◆ DIRECTION ◆
Which lines in the rows contain the word "cherry"? Report each one.

◆ DATA SECTION ◆
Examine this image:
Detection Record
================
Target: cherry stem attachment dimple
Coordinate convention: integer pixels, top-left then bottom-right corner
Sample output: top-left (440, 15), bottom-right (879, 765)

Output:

* * *

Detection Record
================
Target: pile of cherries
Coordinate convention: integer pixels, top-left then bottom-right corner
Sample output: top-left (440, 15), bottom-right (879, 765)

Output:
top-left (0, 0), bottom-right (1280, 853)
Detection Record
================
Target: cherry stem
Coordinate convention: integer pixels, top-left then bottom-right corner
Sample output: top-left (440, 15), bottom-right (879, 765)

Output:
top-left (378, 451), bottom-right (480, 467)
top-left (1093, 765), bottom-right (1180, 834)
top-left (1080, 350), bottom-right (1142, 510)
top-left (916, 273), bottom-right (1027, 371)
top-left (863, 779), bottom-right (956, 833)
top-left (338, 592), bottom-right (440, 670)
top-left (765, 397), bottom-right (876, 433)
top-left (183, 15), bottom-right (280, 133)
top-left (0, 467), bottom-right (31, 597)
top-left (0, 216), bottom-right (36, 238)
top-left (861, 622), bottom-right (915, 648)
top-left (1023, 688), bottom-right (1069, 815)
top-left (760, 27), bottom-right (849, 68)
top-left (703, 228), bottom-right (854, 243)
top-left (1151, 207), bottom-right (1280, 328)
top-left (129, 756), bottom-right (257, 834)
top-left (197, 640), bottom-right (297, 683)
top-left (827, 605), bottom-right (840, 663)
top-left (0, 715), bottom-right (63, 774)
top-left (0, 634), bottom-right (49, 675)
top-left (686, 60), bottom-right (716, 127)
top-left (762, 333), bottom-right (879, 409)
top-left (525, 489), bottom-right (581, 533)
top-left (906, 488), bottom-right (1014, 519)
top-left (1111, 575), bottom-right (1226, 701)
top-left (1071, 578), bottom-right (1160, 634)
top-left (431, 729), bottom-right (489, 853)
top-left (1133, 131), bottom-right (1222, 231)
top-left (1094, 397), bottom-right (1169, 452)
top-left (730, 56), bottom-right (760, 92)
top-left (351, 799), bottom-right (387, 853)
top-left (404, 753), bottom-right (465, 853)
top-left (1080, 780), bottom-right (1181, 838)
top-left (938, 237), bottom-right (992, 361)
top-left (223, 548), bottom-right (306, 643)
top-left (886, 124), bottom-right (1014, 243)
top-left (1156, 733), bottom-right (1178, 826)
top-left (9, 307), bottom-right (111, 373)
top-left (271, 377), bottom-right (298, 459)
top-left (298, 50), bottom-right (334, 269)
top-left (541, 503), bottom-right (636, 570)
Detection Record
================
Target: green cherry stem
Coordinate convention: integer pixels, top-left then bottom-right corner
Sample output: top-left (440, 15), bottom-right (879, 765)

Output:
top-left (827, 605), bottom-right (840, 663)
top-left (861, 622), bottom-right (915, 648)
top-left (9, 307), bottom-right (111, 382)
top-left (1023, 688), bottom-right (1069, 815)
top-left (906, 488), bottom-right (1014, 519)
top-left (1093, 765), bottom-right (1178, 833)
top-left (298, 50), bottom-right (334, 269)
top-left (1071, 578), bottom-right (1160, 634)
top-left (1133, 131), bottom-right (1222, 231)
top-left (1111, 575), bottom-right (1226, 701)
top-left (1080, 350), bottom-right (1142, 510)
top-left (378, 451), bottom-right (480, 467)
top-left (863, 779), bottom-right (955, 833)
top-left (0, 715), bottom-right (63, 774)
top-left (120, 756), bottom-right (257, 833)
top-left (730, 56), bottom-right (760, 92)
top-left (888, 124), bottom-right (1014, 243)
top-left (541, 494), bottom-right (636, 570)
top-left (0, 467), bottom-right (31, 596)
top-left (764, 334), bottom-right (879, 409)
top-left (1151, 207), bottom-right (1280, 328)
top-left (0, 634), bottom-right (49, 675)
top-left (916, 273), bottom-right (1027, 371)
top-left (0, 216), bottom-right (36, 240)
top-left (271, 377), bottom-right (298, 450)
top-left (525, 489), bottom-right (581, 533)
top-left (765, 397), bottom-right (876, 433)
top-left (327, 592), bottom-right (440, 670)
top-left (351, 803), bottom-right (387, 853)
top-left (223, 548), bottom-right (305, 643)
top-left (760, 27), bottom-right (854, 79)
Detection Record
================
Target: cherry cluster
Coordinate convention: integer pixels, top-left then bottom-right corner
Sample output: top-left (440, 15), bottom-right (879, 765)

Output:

◆ EXERCISE RESPONSE ◆
Target: cherry stem attachment dimple
Target: cherry stem
Target: green cherry stem
Target: cherry cluster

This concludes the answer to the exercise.